### Objectif A
Recopiez à l'identique les lignes du jeu de données, depuis celle qui contient « Target: boy in blue hoodie » jusqu'à la dernière ligne, ces deux bornes comprises.

### Texte extrait
----------

La SAS Fehr Technologies Ile-de-France, ci-après dénommée la société Fehr, est un fabricant d'éléments en béton préfabriqués assurant notamment la fourniture de prémurs et prédalles.

Le 23 mars 2015, la société Fehr a conclu avec la société de droit espagnol Construcciones Vincente Perez, ci-après dénommée la société Copersa, un contrat intitulé 'contrat de sous-traitance' portant sur la fourniture d'éléments en béton préfabriqués dans le cadre de la réalisation d'un chantier pour le compte de la société GDF Suez, aux droits de laquelle vient la société Engie.

En l'absence de règlement de ses factures, la société Fehr a fait assigner la société Copersa devant le tribunal de commerce de Paris statuant en référé afin d'obtenir sa condamnation au paiement de la somme de 193.258,01 € au titre des factures impayées.

Par ordonnance de référé du 18 décembre 2015, le tribunal de commerce de Paris a fait droit à la demande.

Parallèlement, la société Fehr a fait procéder à une saisie-conservatoire convertie en saisie-attribution à l'encontre de la société Engie.

La société Copersa a fait l'objet d'une procédure de liquidation judiciaire. La société Fehr a déclaré, à titre chirographaire, sa créance d'un montant de 192.258,01 €, qui demeure impayée.

Par lettre recommandée avec accusé réception du 4 septembre 2015, la société Fehr a mis en demeure la société Engie de lui régler la somme de 193.258,01 € en vain.

Par acte d'huissier du 11 août 2016, la société Fehr a fait assigner la société Engie devant le tribunal de commerce de Nanterre.

----------

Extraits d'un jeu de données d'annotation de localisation
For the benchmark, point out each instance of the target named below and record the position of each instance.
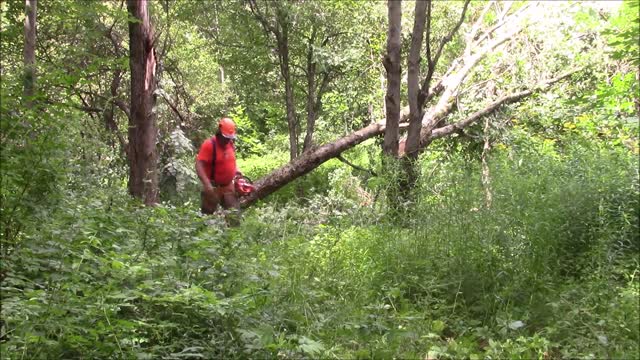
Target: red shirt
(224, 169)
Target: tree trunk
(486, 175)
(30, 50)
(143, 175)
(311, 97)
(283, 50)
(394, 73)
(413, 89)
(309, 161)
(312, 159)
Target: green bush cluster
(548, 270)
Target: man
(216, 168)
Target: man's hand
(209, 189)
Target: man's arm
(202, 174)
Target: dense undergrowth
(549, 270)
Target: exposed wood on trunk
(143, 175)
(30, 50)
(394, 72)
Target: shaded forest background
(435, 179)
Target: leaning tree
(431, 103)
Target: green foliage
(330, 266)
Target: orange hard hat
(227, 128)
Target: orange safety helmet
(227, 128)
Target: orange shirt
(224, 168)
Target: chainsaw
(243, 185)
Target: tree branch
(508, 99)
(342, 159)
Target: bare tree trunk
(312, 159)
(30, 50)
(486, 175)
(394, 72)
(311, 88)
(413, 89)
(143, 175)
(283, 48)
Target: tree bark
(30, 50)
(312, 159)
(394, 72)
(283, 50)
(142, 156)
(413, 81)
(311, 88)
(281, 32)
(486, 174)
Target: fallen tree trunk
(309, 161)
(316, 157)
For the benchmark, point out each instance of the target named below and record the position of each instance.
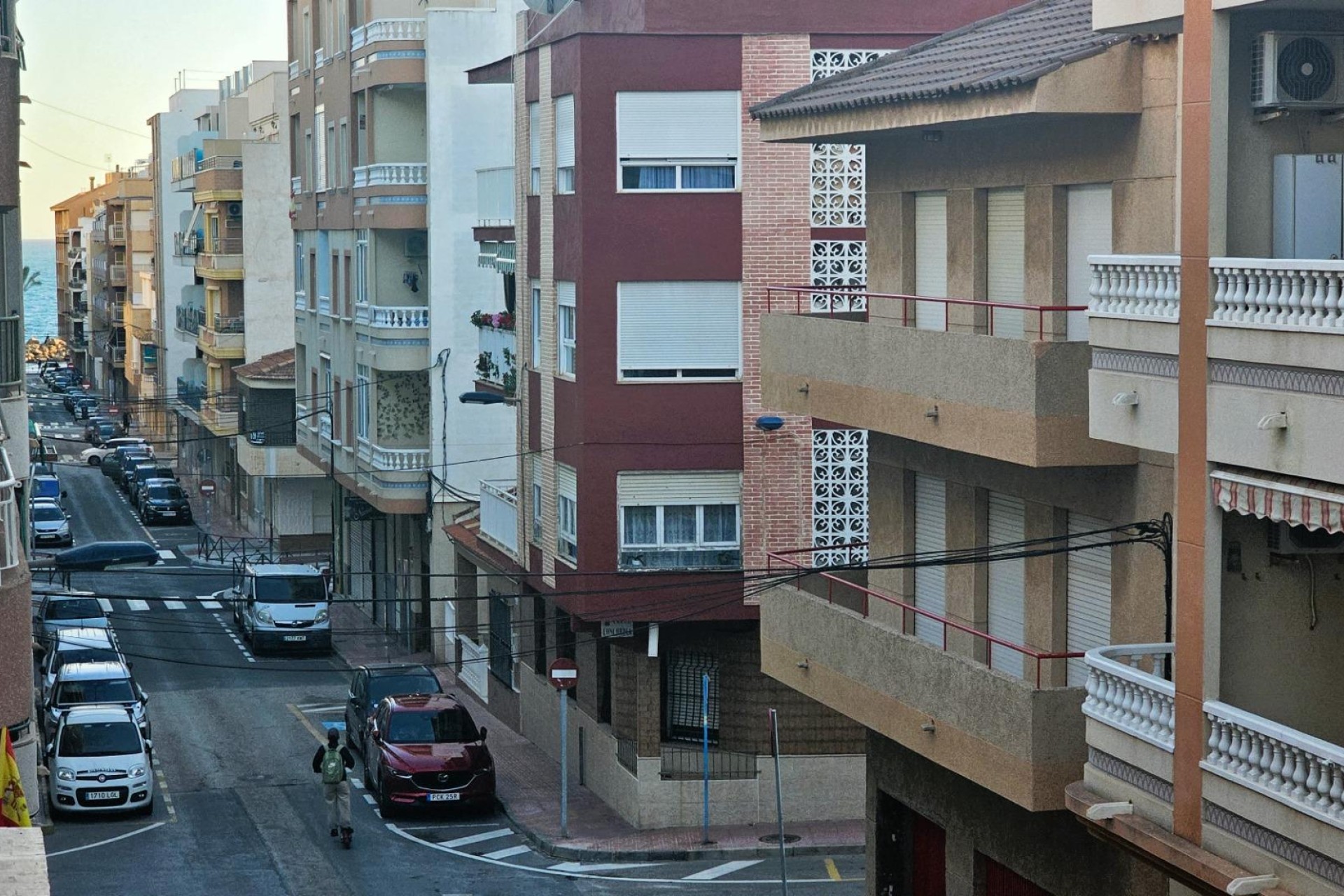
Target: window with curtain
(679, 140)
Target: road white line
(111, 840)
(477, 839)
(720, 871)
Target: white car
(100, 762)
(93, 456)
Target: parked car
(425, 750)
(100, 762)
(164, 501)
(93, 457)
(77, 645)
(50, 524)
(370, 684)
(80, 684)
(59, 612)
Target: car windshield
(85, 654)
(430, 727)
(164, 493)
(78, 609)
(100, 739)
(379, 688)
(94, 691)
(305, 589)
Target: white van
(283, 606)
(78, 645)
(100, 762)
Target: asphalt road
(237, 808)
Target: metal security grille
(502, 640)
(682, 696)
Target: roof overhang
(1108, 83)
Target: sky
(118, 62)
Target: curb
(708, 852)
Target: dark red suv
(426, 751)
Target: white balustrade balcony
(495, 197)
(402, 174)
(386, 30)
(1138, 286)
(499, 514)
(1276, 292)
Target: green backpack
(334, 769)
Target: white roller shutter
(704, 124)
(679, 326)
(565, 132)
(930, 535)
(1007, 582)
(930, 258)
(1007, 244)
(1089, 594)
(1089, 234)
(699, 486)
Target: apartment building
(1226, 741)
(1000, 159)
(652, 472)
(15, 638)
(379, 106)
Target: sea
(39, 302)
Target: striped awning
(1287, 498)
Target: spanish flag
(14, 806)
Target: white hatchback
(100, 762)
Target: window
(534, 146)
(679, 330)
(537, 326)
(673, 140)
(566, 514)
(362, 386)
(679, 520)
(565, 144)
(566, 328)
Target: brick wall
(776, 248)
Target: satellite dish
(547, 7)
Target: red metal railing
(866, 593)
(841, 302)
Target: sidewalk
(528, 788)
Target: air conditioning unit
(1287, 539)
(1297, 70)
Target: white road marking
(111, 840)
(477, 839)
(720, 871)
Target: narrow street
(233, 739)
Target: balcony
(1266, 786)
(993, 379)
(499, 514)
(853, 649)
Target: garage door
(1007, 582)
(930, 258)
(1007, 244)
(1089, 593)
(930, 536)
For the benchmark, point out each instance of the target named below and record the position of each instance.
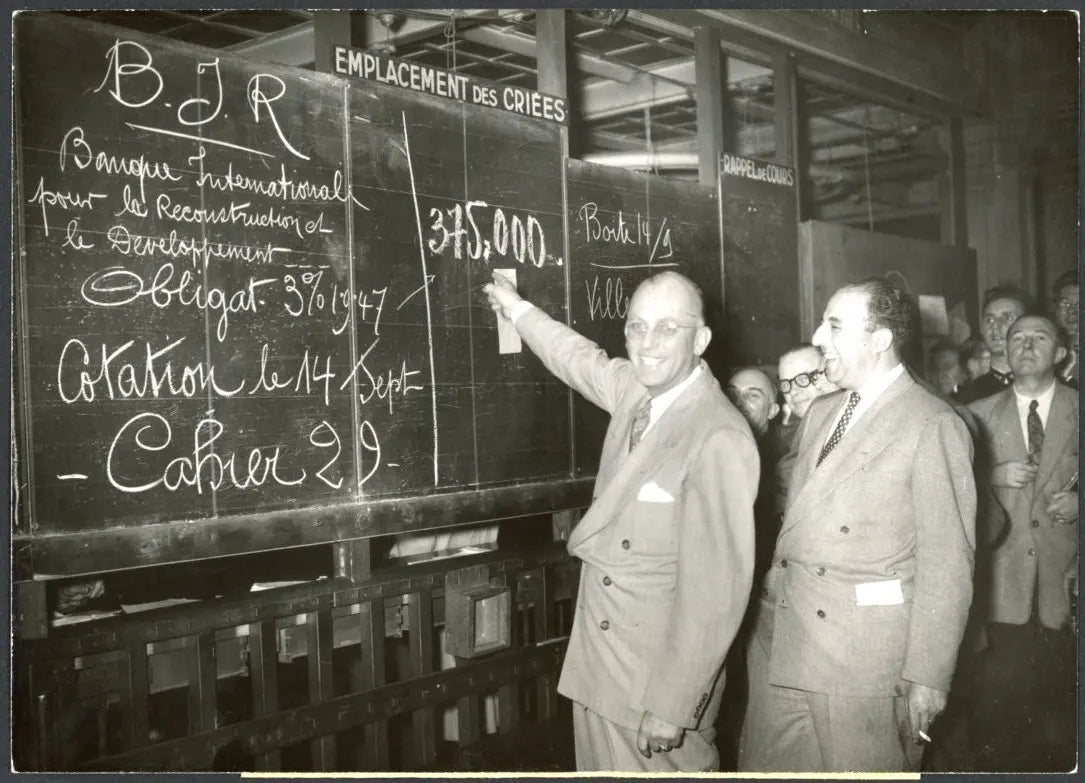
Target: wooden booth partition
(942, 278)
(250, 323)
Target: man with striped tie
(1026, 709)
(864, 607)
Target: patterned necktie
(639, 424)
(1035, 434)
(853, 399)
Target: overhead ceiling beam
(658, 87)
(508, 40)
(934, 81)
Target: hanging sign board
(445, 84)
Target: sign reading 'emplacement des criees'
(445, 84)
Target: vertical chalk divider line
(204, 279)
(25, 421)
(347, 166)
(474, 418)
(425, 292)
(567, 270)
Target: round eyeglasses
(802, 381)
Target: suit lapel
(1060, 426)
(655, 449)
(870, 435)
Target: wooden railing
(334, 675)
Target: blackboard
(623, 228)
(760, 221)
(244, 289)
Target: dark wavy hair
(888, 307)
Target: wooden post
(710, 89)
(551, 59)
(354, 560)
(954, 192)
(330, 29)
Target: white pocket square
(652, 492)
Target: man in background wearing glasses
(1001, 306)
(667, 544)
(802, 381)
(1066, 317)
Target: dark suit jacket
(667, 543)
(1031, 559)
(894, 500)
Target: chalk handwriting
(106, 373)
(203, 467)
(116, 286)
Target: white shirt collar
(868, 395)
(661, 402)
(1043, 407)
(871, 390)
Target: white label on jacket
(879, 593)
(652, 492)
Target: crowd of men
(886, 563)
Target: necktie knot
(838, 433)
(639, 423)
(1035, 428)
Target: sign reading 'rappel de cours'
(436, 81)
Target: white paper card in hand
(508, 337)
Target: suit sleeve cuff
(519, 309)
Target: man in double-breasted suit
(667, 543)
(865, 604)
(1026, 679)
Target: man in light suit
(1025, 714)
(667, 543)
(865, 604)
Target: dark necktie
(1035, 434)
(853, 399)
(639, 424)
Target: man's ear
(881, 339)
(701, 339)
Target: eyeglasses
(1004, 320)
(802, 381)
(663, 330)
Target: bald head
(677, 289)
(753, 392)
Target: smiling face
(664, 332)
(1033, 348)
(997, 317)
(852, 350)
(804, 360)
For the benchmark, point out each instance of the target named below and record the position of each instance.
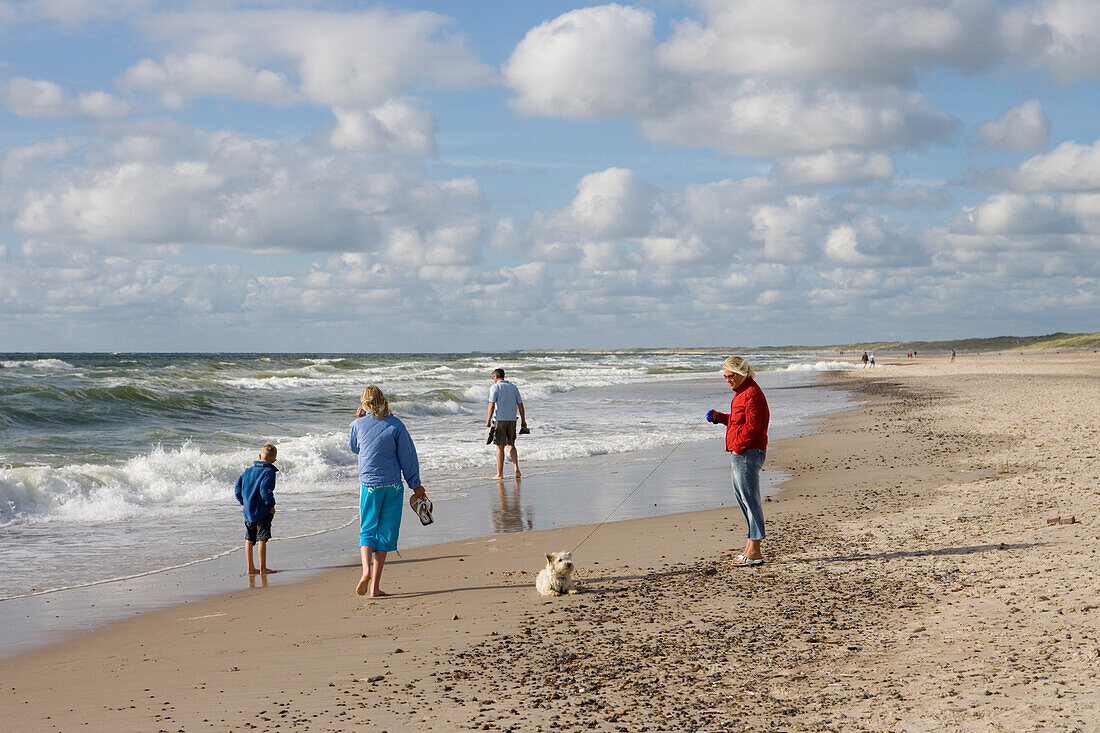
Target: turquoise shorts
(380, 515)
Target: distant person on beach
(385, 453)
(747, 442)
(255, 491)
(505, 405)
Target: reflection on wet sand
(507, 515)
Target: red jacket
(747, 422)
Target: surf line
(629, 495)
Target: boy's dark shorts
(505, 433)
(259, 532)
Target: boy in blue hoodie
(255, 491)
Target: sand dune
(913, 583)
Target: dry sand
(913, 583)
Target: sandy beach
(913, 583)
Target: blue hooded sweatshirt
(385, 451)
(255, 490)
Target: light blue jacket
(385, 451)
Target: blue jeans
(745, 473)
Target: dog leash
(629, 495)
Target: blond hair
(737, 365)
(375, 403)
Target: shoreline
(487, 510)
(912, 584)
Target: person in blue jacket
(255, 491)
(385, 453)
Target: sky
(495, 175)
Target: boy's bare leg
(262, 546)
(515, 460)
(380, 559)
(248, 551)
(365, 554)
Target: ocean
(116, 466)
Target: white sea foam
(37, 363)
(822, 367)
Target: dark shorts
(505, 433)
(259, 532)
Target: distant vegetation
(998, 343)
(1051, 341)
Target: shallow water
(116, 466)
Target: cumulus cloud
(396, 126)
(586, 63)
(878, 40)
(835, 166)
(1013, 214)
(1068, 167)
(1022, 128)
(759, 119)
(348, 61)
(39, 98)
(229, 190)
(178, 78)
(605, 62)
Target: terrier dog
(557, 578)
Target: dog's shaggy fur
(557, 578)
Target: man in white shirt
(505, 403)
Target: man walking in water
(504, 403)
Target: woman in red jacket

----------

### Objectif B
Dans le texte sur le litige entre les sociétés Fehr et Engie, devant quel tribunal la société Fehr a-t-elle fait assigner la société Engie par acte d'huissier du 11 août 2016 ?

### Réponse complète A
Target: boy in blue hoodie
(255, 491)
Target: sand dune
(913, 583)
Target: dry sand
(913, 583)
Target: sandy beach
(913, 583)
Target: blue hooded sweatshirt
(385, 451)
(255, 490)
Target: light blue jacket
(385, 451)
Target: blue jeans
(745, 473)
Target: dog leash
(629, 495)
Target: blond hair
(737, 365)
(375, 403)
Target: shoreline
(487, 510)
(912, 584)
Target: person in blue jacket
(255, 491)
(385, 453)
Target: sky
(495, 175)
Target: boy's bare leg
(262, 546)
(515, 460)
(380, 559)
(248, 551)
(365, 554)
Target: ocean
(116, 466)
Target: white sea foam
(37, 363)
(822, 367)
Target: dark shorts
(505, 433)
(259, 532)
Target: distant vegetation
(998, 343)
(1051, 341)
Target: shallow water
(116, 466)
Target: cumulus cloud
(396, 126)
(586, 63)
(878, 40)
(835, 166)
(1013, 214)
(1068, 167)
(1022, 128)
(759, 119)
(348, 61)
(39, 98)
(229, 190)
(178, 78)
(605, 62)
Target: terrier dog
(557, 578)
Target: dog's shaggy fur
(557, 578)
Target: man in white shirt
(505, 403)
Target: man walking in water
(504, 403)
Target: woman in red jacket

### Réponse complète B
Devant le tribunal de commerce de Nanterre.